• _WRITTEN INSTRUCTION_: From the records below, copy out every line from the start up to and including the line with "x=249, y=658", leaving out the pictures.

[Rows from an object pointing dataset]
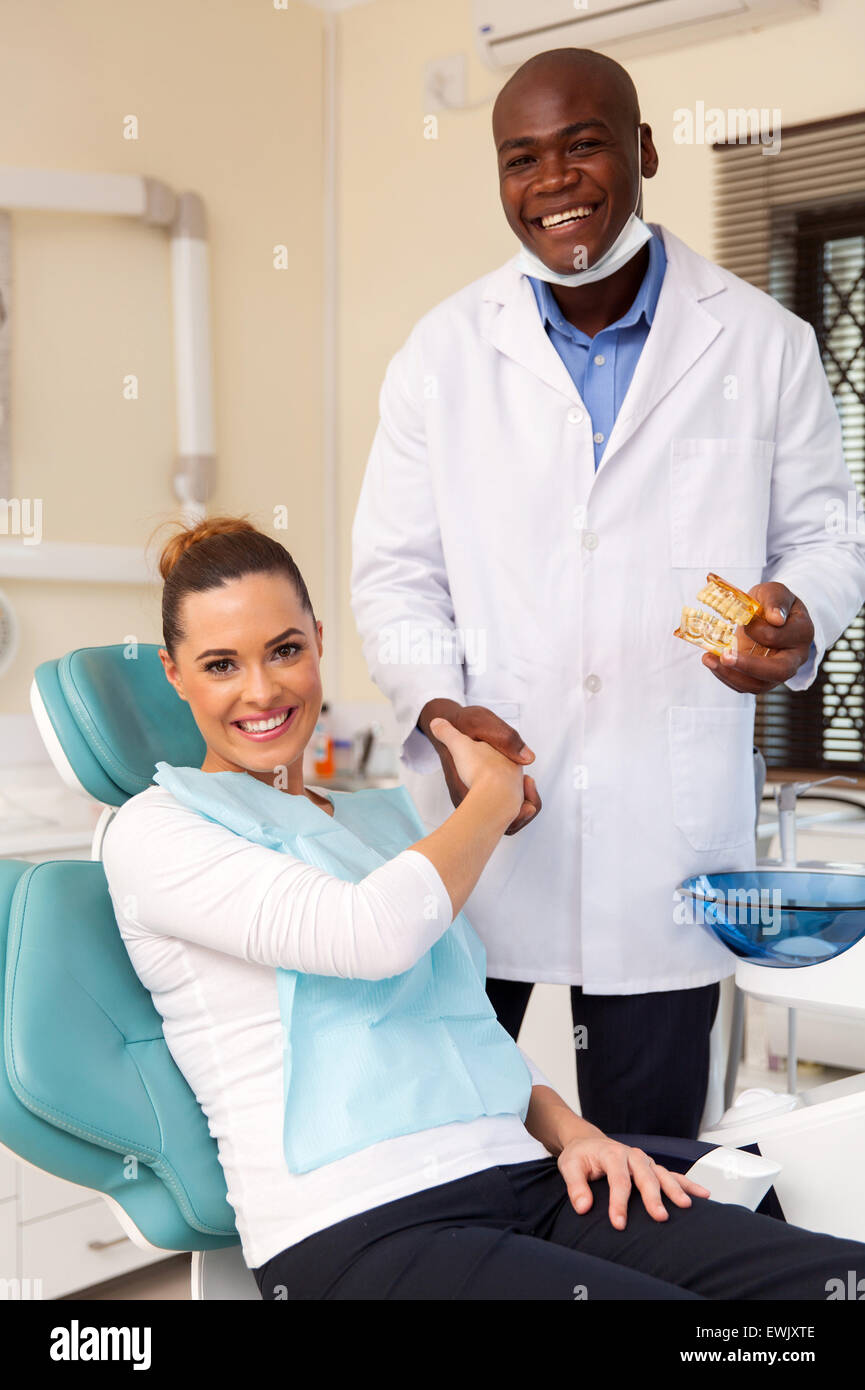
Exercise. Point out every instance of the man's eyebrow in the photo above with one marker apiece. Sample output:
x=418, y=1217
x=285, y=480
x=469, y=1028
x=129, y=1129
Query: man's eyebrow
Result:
x=520, y=141
x=230, y=651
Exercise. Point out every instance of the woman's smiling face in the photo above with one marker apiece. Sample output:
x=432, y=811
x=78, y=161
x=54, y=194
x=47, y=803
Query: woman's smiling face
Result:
x=249, y=658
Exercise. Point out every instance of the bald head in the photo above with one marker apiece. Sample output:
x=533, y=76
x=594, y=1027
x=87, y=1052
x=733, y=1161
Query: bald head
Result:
x=569, y=70
x=570, y=143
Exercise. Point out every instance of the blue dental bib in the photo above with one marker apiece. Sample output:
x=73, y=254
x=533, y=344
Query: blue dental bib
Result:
x=367, y=1059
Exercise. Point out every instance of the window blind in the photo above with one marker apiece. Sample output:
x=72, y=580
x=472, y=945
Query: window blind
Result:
x=793, y=224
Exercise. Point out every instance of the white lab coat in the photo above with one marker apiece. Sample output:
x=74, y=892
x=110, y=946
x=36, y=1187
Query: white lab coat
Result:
x=481, y=512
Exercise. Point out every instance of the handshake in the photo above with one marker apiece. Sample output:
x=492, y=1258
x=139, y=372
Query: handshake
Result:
x=473, y=745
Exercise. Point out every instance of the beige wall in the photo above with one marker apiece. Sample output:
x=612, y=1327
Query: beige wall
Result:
x=228, y=99
x=423, y=217
x=228, y=95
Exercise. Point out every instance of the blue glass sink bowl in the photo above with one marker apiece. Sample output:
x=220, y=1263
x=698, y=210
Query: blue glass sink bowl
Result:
x=786, y=918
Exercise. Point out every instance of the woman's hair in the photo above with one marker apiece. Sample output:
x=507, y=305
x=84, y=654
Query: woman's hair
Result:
x=210, y=553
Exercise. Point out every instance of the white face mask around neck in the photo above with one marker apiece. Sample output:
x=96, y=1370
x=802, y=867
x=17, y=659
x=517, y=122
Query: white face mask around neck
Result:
x=633, y=235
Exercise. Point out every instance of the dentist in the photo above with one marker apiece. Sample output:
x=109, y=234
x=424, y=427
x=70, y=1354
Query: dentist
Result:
x=566, y=448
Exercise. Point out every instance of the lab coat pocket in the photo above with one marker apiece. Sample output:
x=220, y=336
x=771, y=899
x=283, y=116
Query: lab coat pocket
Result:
x=719, y=502
x=712, y=774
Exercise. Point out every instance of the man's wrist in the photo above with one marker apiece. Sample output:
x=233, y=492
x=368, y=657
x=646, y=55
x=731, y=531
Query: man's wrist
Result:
x=440, y=708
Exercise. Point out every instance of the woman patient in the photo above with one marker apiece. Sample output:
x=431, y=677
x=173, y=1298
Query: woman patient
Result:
x=497, y=1189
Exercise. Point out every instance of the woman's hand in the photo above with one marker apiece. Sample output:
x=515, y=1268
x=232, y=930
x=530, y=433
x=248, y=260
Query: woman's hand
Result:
x=476, y=759
x=583, y=1159
x=498, y=749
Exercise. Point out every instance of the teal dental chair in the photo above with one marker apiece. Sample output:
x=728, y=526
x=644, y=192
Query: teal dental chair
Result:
x=88, y=1087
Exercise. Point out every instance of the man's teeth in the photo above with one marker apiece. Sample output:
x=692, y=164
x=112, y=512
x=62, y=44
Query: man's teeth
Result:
x=260, y=726
x=556, y=218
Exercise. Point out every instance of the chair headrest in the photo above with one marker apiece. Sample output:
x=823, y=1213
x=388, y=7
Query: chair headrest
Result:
x=85, y=1054
x=113, y=715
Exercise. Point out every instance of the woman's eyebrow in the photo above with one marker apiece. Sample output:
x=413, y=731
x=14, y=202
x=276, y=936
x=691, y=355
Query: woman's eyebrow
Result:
x=230, y=651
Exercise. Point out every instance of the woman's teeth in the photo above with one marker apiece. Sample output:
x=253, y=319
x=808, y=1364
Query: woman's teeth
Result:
x=262, y=726
x=572, y=216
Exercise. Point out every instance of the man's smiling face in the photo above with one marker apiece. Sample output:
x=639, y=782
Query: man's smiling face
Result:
x=566, y=143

• _RESPONSE TO THE TASK_:
Exercise. Point out every instance of the man's eyebrow in the photo above with one marker apiece. Sample output:
x=418, y=1217
x=285, y=480
x=469, y=1028
x=129, y=1129
Query: man's eyebrow
Result:
x=520, y=141
x=230, y=651
Exercise. Point out every instance of the woman's smiling face in the photo above with one marker apiece. Sample output:
x=432, y=811
x=78, y=161
x=54, y=194
x=47, y=803
Query: woman's smiling face
Result:
x=249, y=658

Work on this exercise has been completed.